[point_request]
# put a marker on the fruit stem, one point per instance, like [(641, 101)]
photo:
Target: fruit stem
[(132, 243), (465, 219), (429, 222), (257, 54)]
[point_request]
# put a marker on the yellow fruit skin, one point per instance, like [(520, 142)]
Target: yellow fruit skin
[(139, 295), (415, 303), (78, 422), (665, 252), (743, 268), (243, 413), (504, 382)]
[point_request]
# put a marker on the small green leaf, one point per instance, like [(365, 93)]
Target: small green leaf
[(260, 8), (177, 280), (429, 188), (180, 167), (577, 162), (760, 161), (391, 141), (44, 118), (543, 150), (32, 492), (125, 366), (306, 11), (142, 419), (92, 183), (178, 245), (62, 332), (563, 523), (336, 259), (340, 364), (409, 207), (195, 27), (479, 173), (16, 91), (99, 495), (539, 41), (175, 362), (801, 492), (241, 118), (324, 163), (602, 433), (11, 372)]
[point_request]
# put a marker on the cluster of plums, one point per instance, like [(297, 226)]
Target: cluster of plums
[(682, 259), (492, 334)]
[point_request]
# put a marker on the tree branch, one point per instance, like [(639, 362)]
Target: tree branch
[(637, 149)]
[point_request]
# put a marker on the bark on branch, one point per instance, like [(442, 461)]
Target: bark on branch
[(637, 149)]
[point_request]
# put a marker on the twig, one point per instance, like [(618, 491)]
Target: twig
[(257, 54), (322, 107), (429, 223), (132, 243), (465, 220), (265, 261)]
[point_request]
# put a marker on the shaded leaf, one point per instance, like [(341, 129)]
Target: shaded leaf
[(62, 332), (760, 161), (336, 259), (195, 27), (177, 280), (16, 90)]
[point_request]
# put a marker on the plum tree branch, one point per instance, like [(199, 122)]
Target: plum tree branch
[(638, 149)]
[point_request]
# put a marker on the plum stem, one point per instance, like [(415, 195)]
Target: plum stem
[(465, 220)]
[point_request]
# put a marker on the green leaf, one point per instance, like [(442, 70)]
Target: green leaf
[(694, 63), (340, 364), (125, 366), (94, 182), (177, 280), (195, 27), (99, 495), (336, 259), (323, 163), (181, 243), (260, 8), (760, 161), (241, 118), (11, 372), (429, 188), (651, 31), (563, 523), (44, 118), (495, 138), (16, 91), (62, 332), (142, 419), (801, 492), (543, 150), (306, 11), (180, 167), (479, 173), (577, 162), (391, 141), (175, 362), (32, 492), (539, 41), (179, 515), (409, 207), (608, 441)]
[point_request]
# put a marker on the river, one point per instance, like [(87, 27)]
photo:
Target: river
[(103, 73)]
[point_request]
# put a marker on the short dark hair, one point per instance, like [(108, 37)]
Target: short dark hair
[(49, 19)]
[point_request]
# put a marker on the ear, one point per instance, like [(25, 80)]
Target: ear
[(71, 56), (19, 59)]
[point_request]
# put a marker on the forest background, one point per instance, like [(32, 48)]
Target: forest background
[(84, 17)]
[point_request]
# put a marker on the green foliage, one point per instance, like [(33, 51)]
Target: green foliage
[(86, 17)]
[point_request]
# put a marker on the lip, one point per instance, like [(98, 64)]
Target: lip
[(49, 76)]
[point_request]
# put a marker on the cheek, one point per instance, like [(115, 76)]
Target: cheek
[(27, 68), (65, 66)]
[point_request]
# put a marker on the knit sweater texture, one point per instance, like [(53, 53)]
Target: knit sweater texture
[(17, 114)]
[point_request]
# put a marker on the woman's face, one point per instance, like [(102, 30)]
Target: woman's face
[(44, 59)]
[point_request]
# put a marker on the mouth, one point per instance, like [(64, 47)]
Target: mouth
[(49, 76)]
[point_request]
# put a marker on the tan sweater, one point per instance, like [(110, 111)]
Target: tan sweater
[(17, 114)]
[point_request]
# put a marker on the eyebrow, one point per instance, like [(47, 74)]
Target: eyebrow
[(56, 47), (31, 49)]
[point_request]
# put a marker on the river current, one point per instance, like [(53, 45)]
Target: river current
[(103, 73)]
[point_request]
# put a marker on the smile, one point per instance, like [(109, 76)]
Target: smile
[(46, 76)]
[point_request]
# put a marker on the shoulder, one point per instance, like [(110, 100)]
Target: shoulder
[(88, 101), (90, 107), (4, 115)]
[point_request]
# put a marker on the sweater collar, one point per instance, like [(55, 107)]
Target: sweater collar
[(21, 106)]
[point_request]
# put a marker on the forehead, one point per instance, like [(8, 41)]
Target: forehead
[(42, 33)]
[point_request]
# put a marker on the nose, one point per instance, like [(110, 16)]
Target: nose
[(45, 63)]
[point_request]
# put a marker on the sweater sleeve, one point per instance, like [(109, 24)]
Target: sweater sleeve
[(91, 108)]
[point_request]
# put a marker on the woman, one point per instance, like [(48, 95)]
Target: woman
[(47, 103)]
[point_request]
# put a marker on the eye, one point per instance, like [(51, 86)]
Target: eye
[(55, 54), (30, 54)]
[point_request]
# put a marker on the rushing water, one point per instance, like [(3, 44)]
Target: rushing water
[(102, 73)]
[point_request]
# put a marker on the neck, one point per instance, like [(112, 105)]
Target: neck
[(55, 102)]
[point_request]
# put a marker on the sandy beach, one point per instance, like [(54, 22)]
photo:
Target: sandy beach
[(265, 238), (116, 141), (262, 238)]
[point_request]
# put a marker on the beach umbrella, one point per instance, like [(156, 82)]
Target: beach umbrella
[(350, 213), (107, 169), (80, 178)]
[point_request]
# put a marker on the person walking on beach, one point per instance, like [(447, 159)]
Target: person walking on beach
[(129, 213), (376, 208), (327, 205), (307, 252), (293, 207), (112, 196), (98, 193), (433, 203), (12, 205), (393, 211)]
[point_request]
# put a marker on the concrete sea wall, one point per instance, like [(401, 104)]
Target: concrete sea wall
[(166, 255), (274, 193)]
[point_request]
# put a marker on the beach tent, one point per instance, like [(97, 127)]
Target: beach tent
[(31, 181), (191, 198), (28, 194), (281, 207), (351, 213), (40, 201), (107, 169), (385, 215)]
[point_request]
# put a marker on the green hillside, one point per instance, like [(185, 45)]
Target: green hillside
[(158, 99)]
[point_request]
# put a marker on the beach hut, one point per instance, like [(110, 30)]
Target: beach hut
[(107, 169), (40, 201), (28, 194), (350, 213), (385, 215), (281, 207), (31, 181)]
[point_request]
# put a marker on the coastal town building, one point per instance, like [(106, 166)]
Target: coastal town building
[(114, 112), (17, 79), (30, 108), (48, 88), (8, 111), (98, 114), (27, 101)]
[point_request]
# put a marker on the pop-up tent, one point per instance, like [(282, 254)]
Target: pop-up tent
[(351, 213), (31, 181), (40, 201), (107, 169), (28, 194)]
§
**Task details**
Render every line of the items above as a numbered list, omitting any blank lines.

**Final result**
1. [point_request]
2. # put a marker on the fruit stem, one point per instance, like [(641, 101)]
3. photo:
4. Target: fruit stem
5. [(132, 243), (465, 219), (429, 222), (257, 54)]
6. [point_request]
7. # put a marker on the yellow fruit skin, one point per instance, like [(520, 142)]
8. Target: yellow fruit skin
9. [(139, 295), (415, 303), (78, 422), (665, 252), (743, 268), (243, 413), (504, 382)]
10. [point_request]
11. # put a marker on the small green leaf, one point per instance, like [(365, 93)]
12. Target: small green leaf
13. [(260, 8), (177, 280), (429, 188), (180, 167), (577, 162), (760, 161), (391, 141), (44, 118), (543, 150), (32, 492), (125, 366), (306, 11), (142, 419), (92, 183), (178, 245), (62, 332), (563, 523), (336, 259), (340, 364), (409, 207), (195, 27), (479, 173), (16, 91), (99, 495), (539, 41), (175, 362), (801, 492), (241, 118), (324, 163), (602, 433), (11, 372)]
14. [point_request]
15. # put a marker on the cluster of plums, one point per instance, like [(297, 226)]
16. Target: cluster of plums
17. [(682, 259), (492, 334)]
18. [point_request]
19. # put a marker on the tree branch, one point per instance, like [(639, 362)]
20. Target: tree branch
21. [(637, 149)]
22. [point_request]
23. # put a marker on the bark on branch, one point per instance, like [(442, 461)]
24. Target: bark on branch
25. [(637, 149)]
26. [point_request]
27. # put a marker on the twig, one point per instance, like [(618, 491)]
28. Target: twig
29. [(257, 54), (322, 107), (429, 223), (132, 243), (465, 220), (265, 261)]
30. [point_request]
31. # put a marker on the shaded leaf, one point per instance, like [(341, 129)]
32. Target: shaded leaf
33. [(62, 332), (760, 161), (336, 259), (195, 27), (177, 280), (16, 90)]
34. [point_request]
35. # put a marker on the plum tree branch, one point per instance, like [(199, 122)]
36. Target: plum tree branch
37. [(638, 149)]
38. [point_request]
39. # put a marker on the plum stem, one point per instance, like [(415, 195)]
40. Target: plum stem
41. [(465, 220)]
42. [point_request]
43. # put a marker on the green leaf, one point per instance, like [(442, 70)]
44. Target: green leaf
45. [(694, 63), (340, 364), (125, 366), (94, 182), (177, 280), (195, 27), (99, 495), (336, 259), (323, 163), (181, 243), (260, 8), (760, 161), (241, 118), (11, 372), (429, 188), (651, 31), (563, 523), (44, 118), (495, 138), (16, 91), (62, 332), (142, 419), (801, 492), (543, 150), (306, 11), (180, 167), (479, 173), (577, 162), (391, 141), (175, 362), (32, 492), (539, 41), (179, 515), (409, 207), (608, 441)]
46. [point_request]
47. # put a marker on the river, one point per instance, like [(87, 27)]
48. photo:
49. Target: river
50. [(103, 73)]
51. [point_request]
52. # put a marker on the short dark hair, one point per instance, like [(108, 37)]
53. Target: short dark hair
54. [(49, 19)]
55. [point_request]
56. # put a marker on the ear, one point per instance, like [(25, 80)]
57. Target: ear
58. [(71, 56), (19, 59)]
59. [point_request]
60. # put a marker on the forest background, one point per instance, like [(32, 48)]
61. Target: forest background
62. [(84, 17)]
63. [point_request]
64. # put a marker on the green foliage, one point per instance, like [(33, 51)]
65. Target: green foliage
66. [(86, 17)]
67. [point_request]
68. # put a marker on the lip, one point per instance, like [(98, 64)]
69. Target: lip
70. [(49, 76)]
71. [point_request]
72. # put a marker on the cheek, one point per instance, like [(115, 76)]
73. Target: cheek
74. [(27, 68), (65, 66)]
75. [point_request]
76. # put a marker on the knit sweater texture, one point per instance, like [(53, 53)]
77. Target: knit sweater texture
78. [(17, 114)]
79. [point_request]
80. # put a marker on the woman's face, one point per instance, like [(102, 30)]
81. Target: woman's face
82. [(44, 59)]
83. [point_request]
84. # put a marker on the mouth, one point per instance, like [(64, 47)]
85. Target: mouth
86. [(49, 76)]
87. [point_request]
88. # put a marker on the tan sweater, one point per instance, like [(110, 111)]
89. Target: tan sweater
90. [(17, 114)]
91. [point_request]
92. # put a marker on the eyebrow, one point per instance, like [(47, 74)]
93. Target: eyebrow
94. [(56, 47), (31, 49)]
95. [point_request]
96. # put a marker on the river current, one point per instance, like [(53, 45)]
97. Target: river current
98. [(103, 73)]
99. [point_request]
100. # put a marker on the smile, one point per instance, like [(109, 76)]
101. Target: smile
102. [(46, 76)]
103. [point_request]
104. # put a marker on the shoulder, one point per instance, like [(110, 100)]
105. Target: shoulder
106. [(88, 101), (90, 107), (4, 115)]
107. [point_request]
108. # put a marker on the sweater collar, one point per instance, like [(55, 107)]
109. Target: sweater collar
110. [(21, 106)]
111. [point_request]
112. # put a marker on the forehead, one point per instance, like [(8, 41)]
113. Target: forehead
114. [(42, 33)]
115. [point_request]
116. # put a marker on the nose, one point per instance, like [(110, 16)]
117. Target: nose
118. [(45, 63)]
119. [point_request]
120. # put a marker on the sweater sleeve, one point per instance, like [(109, 24)]
121. Target: sweater sleeve
122. [(91, 108)]
123. [point_request]
124. # put a marker on the woman, one point per instance, like [(48, 95)]
125. Target: woman
126. [(47, 103)]
127. [point_request]
128. # put a marker on the eye, one point per instance, like [(51, 86)]
129. Target: eye
130. [(55, 54), (30, 54)]
131. [point_request]
132. # put a marker on the rushing water, one point per instance, like [(3, 44)]
133. Target: rushing water
134. [(102, 73)]
135. [point_request]
136. # put a marker on the neck, one point per instance, like [(112, 105)]
137. Target: neck
138. [(55, 102)]
139. [point_request]
140. # put a marker on the sandy beach, one point per instance, like [(54, 22)]
141. photo:
142. Target: sandy beach
143. [(265, 238), (116, 141), (262, 238)]
144. [point_request]
145. # put a marker on the beach umbrella, one point per instance, like [(156, 82)]
146. Target: beach umbrella
147. [(350, 213), (107, 169), (80, 178)]
148. [point_request]
149. # put a marker on the person walking on beach, one point per instance, like [(447, 159)]
150. Target: person walking on beach
151. [(129, 213), (376, 208), (327, 205), (307, 252), (293, 207), (112, 196), (98, 193), (433, 203), (12, 205), (393, 211)]
152. [point_request]
153. # put a marker on the concrete sea wall, one point per instance, like [(401, 104)]
154. Target: concrete sea wall
155. [(166, 255), (274, 193)]
156. [point_request]
157. # put a marker on the beach tent, one point per instance, like [(97, 127)]
158. Target: beach tent
159. [(31, 181), (191, 198), (28, 194), (281, 207), (351, 213), (40, 201), (107, 169), (385, 215)]
160. [point_request]
161. # put a marker on the green hillside, one point per instance, like [(185, 45)]
162. Target: green hillside
163. [(158, 99)]
164. [point_request]
165. # put a marker on the beach hut, one point per instance, like [(110, 30)]
166. Target: beach hut
167. [(107, 169), (40, 201), (28, 194), (350, 213), (385, 215), (281, 207), (31, 181)]
168. [point_request]
169. # put a marker on the coastal town building, one point per instance, like [(106, 166)]
170. Target: coastal town building
171. [(114, 112), (17, 79), (30, 108), (48, 88), (8, 111), (98, 114), (27, 101)]
172. [point_request]
173. # put a marker on the pop-up tent, one point per instance, like [(282, 254)]
174. Target: pop-up tent
175. [(351, 213), (31, 181), (40, 201), (107, 169), (28, 194)]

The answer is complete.